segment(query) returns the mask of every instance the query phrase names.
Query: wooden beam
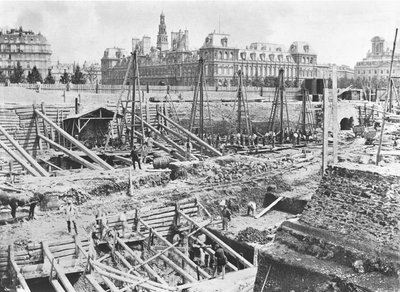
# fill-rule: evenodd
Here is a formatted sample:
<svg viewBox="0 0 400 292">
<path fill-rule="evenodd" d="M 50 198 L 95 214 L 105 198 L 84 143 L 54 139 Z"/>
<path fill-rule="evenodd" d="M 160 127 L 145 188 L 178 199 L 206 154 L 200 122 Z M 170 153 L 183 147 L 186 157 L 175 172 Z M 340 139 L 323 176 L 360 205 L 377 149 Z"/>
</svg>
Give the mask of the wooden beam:
<svg viewBox="0 0 400 292">
<path fill-rule="evenodd" d="M 328 105 L 329 89 L 324 89 L 323 101 L 323 136 L 322 136 L 322 176 L 328 167 Z"/>
<path fill-rule="evenodd" d="M 14 246 L 13 245 L 9 245 L 9 266 L 11 270 L 14 270 L 14 272 L 17 275 L 17 279 L 20 283 L 20 285 L 22 286 L 22 288 L 24 289 L 24 292 L 31 292 L 31 290 L 29 289 L 28 284 L 26 283 L 26 280 L 24 278 L 24 276 L 21 274 L 20 272 L 20 268 L 18 267 L 17 263 L 15 262 L 14 259 Z"/>
<path fill-rule="evenodd" d="M 102 168 L 104 168 L 105 170 L 113 170 L 114 169 L 111 165 L 109 165 L 103 159 L 98 157 L 94 152 L 92 152 L 88 148 L 86 148 L 81 142 L 79 142 L 74 137 L 72 137 L 70 134 L 68 134 L 63 129 L 61 129 L 52 120 L 50 120 L 46 115 L 42 114 L 37 109 L 35 110 L 35 113 L 37 113 L 39 116 L 41 116 L 51 127 L 53 127 L 55 130 L 57 130 L 59 132 L 59 134 L 61 134 L 64 138 L 66 138 L 71 143 L 75 144 L 75 146 L 77 146 L 81 151 L 83 151 L 93 161 L 97 162 Z"/>
<path fill-rule="evenodd" d="M 117 286 L 115 286 L 114 283 L 110 279 L 108 279 L 105 275 L 101 275 L 101 278 L 106 283 L 106 285 L 110 288 L 111 292 L 119 292 L 119 289 L 117 288 Z"/>
<path fill-rule="evenodd" d="M 44 102 L 41 103 L 41 108 L 42 108 L 42 113 L 45 115 L 46 114 L 46 106 Z M 47 131 L 46 123 L 43 120 L 43 135 L 46 137 L 49 137 L 49 133 Z M 47 144 L 47 148 L 50 148 L 50 145 Z"/>
<path fill-rule="evenodd" d="M 85 278 L 89 281 L 89 283 L 92 285 L 92 287 L 94 288 L 94 290 L 96 290 L 96 292 L 106 292 L 106 290 L 104 290 L 100 284 L 95 280 L 95 278 L 90 275 L 90 274 L 86 274 Z"/>
<path fill-rule="evenodd" d="M 44 255 L 49 259 L 50 263 L 53 264 L 55 271 L 57 272 L 57 276 L 63 284 L 65 290 L 67 292 L 76 292 L 75 288 L 72 286 L 71 282 L 68 280 L 67 276 L 64 273 L 64 270 L 61 266 L 56 263 L 54 256 L 51 254 L 49 246 L 46 241 L 42 241 L 42 248 Z"/>
<path fill-rule="evenodd" d="M 184 212 L 180 211 L 181 215 L 189 222 L 192 222 L 194 225 L 200 227 L 200 225 L 194 221 L 192 218 L 190 218 L 188 215 L 186 215 Z M 230 255 L 238 259 L 246 268 L 252 268 L 254 265 L 250 263 L 248 260 L 246 260 L 244 257 L 242 257 L 240 254 L 238 254 L 236 251 L 234 251 L 230 246 L 228 246 L 225 242 L 223 242 L 221 239 L 219 239 L 217 236 L 215 236 L 212 232 L 208 231 L 206 228 L 202 229 L 202 232 L 210 237 L 212 240 L 217 242 L 225 251 L 227 251 Z"/>
<path fill-rule="evenodd" d="M 208 247 L 207 245 L 205 245 L 204 243 L 202 243 L 200 240 L 197 239 L 197 237 L 194 237 L 193 235 L 190 235 L 189 237 L 190 237 L 192 240 L 196 241 L 196 242 L 200 245 L 200 247 L 202 247 L 210 256 L 214 256 L 215 251 L 214 251 L 212 248 L 210 248 L 210 247 Z M 239 270 L 235 265 L 233 265 L 233 264 L 230 263 L 230 262 L 227 262 L 226 265 L 227 265 L 229 268 L 231 268 L 233 271 L 238 271 L 238 270 Z"/>
<path fill-rule="evenodd" d="M 130 284 L 135 284 L 145 289 L 149 289 L 150 291 L 160 291 L 160 292 L 175 291 L 175 288 L 165 286 L 150 280 L 143 282 L 142 281 L 143 277 L 136 277 L 132 274 L 122 272 L 120 270 L 114 269 L 110 266 L 98 263 L 96 261 L 90 261 L 90 262 L 93 268 L 96 270 L 96 272 L 111 279 L 119 280 Z"/>
<path fill-rule="evenodd" d="M 197 137 L 196 135 L 194 135 L 193 133 L 189 132 L 188 130 L 186 130 L 184 127 L 182 127 L 181 125 L 175 123 L 173 120 L 171 120 L 170 118 L 168 118 L 167 116 L 165 116 L 164 114 L 162 114 L 161 112 L 158 112 L 158 114 L 163 117 L 165 120 L 167 120 L 169 123 L 171 123 L 172 125 L 175 126 L 175 128 L 181 130 L 182 132 L 184 132 L 187 136 L 189 136 L 190 138 L 192 138 L 193 140 L 197 141 L 201 146 L 203 146 L 204 148 L 208 149 L 210 152 L 214 153 L 217 156 L 222 156 L 222 153 L 219 152 L 217 149 L 215 149 L 214 147 L 210 146 L 208 143 L 204 142 L 203 140 L 201 140 L 199 137 Z"/>
<path fill-rule="evenodd" d="M 139 138 L 142 139 L 142 134 L 140 134 L 138 131 L 135 131 L 135 135 L 138 136 Z M 170 153 L 171 149 L 168 149 L 167 147 L 165 147 L 163 144 L 157 142 L 157 141 L 153 141 L 153 144 L 160 148 L 161 150 L 164 150 L 165 152 L 167 152 L 168 154 Z M 181 161 L 185 161 L 186 158 L 184 155 L 179 154 L 178 152 L 175 152 L 175 156 L 177 159 L 181 160 Z"/>
<path fill-rule="evenodd" d="M 159 234 L 155 229 L 152 229 L 145 221 L 143 221 L 143 219 L 139 219 L 140 222 L 146 226 L 147 229 L 151 229 L 153 234 L 155 236 L 157 236 L 162 242 L 164 242 L 167 246 L 171 246 L 172 243 L 170 243 L 167 239 L 165 239 L 163 236 L 161 236 L 161 234 Z M 202 226 L 197 225 L 199 228 L 203 228 Z M 180 256 L 192 269 L 194 269 L 195 271 L 199 271 L 199 273 L 206 279 L 211 278 L 211 276 L 204 271 L 203 269 L 201 269 L 198 265 L 196 265 L 189 257 L 187 257 L 185 254 L 183 254 L 180 250 L 176 249 L 176 248 L 172 248 L 172 250 L 178 255 Z"/>
<path fill-rule="evenodd" d="M 338 162 L 338 100 L 337 100 L 337 68 L 332 70 L 332 128 L 333 128 L 333 164 Z"/>
<path fill-rule="evenodd" d="M 82 164 L 83 166 L 86 166 L 89 169 L 93 169 L 93 170 L 98 170 L 99 168 L 97 166 L 95 166 L 94 164 L 90 163 L 89 161 L 83 159 L 82 157 L 80 157 L 78 154 L 75 154 L 74 151 L 69 150 L 59 144 L 57 144 L 57 142 L 52 141 L 51 139 L 43 136 L 42 134 L 39 134 L 39 138 L 49 142 L 49 144 L 53 145 L 54 147 L 60 149 L 62 152 L 64 152 L 65 154 L 67 154 L 72 160 Z"/>
<path fill-rule="evenodd" d="M 55 169 L 63 170 L 61 167 L 58 167 L 57 165 L 55 165 L 55 164 L 53 164 L 53 163 L 51 163 L 51 162 L 48 162 L 48 161 L 44 160 L 43 158 L 39 158 L 39 159 L 40 159 L 40 161 L 42 161 L 43 163 L 46 163 L 46 164 L 50 165 L 51 167 L 53 167 L 53 168 L 55 168 Z"/>
<path fill-rule="evenodd" d="M 21 156 L 19 156 L 14 150 L 9 148 L 6 143 L 0 140 L 0 146 L 12 157 L 14 158 L 19 164 L 21 164 L 30 174 L 33 176 L 41 176 L 39 172 L 37 172 L 32 166 L 29 165 Z"/>
<path fill-rule="evenodd" d="M 35 105 L 33 105 L 33 112 L 35 112 L 35 111 L 36 111 Z M 36 135 L 39 136 L 39 134 L 40 134 L 39 118 L 37 115 L 34 115 L 34 118 L 35 118 L 35 125 L 36 125 Z M 39 150 L 42 150 L 43 149 L 42 140 L 37 139 L 37 141 L 38 141 Z"/>
<path fill-rule="evenodd" d="M 57 279 L 50 280 L 50 284 L 53 286 L 56 292 L 65 292 L 64 288 L 61 286 L 60 282 Z"/>
<path fill-rule="evenodd" d="M 168 138 L 167 136 L 165 136 L 164 134 L 162 134 L 159 130 L 157 130 L 156 128 L 154 128 L 152 125 L 146 123 L 145 121 L 143 121 L 138 115 L 135 115 L 137 119 L 139 119 L 141 122 L 143 122 L 143 124 L 148 127 L 150 130 L 152 130 L 154 133 L 156 133 L 158 136 L 160 136 L 162 139 L 164 139 L 167 143 L 169 143 L 171 146 L 175 147 L 176 150 L 178 150 L 178 152 L 180 152 L 180 154 L 182 155 L 186 155 L 186 151 L 185 149 L 183 149 L 180 145 L 178 145 L 177 143 L 175 143 L 172 139 Z M 193 154 L 190 155 L 190 157 L 194 160 L 198 160 L 196 156 L 194 156 Z"/>
<path fill-rule="evenodd" d="M 269 210 L 272 209 L 272 207 L 274 207 L 276 204 L 279 203 L 280 200 L 282 200 L 283 197 L 279 197 L 277 198 L 275 201 L 273 201 L 267 208 L 265 208 L 264 210 L 262 210 L 260 213 L 258 213 L 256 216 L 254 216 L 254 218 L 258 219 L 260 218 L 262 215 L 264 215 L 265 213 L 267 213 Z"/>
<path fill-rule="evenodd" d="M 0 126 L 0 132 L 7 138 L 8 141 L 10 141 L 10 143 L 15 147 L 15 149 L 17 149 L 18 152 L 32 165 L 32 167 L 37 170 L 37 172 L 39 172 L 42 176 L 50 176 L 50 174 L 45 169 L 43 169 L 43 167 L 41 167 L 40 164 L 37 163 L 37 161 L 33 159 L 33 157 L 30 156 L 25 151 L 25 149 L 21 145 L 19 145 L 19 143 L 16 140 L 14 140 L 13 137 L 11 137 L 11 135 L 2 126 Z"/>
<path fill-rule="evenodd" d="M 157 281 L 161 284 L 168 285 L 167 282 L 163 278 L 160 277 L 147 263 L 144 263 L 144 261 L 138 257 L 133 250 L 125 244 L 120 238 L 117 237 L 117 242 L 125 249 L 127 253 L 129 253 L 139 264 L 143 264 L 143 268 L 146 270 L 146 272 L 152 276 L 153 278 L 157 279 Z"/>
</svg>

*****

# [The problem]
Check each line of the records for the string "wooden" and copy those that have it.

# [Task response]
Query: wooden beam
Give the mask of the wooden beam:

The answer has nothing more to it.